▶ **DATA FOR THE TASK**
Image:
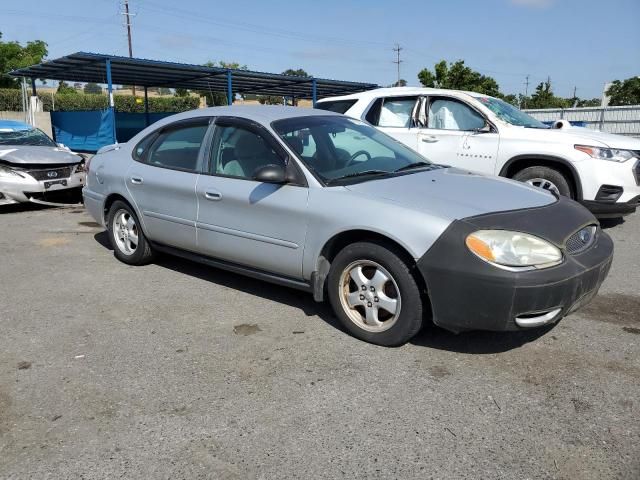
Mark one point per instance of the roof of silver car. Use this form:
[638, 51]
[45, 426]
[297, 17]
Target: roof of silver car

▶ **TASK OBJECTIVE**
The answer must consist of every line from the records above that holds "roof".

▶ **ANSWER TO THE EXERCISE**
Mark one point per instance of the roof of silver car. Use this form:
Target: roof of silver car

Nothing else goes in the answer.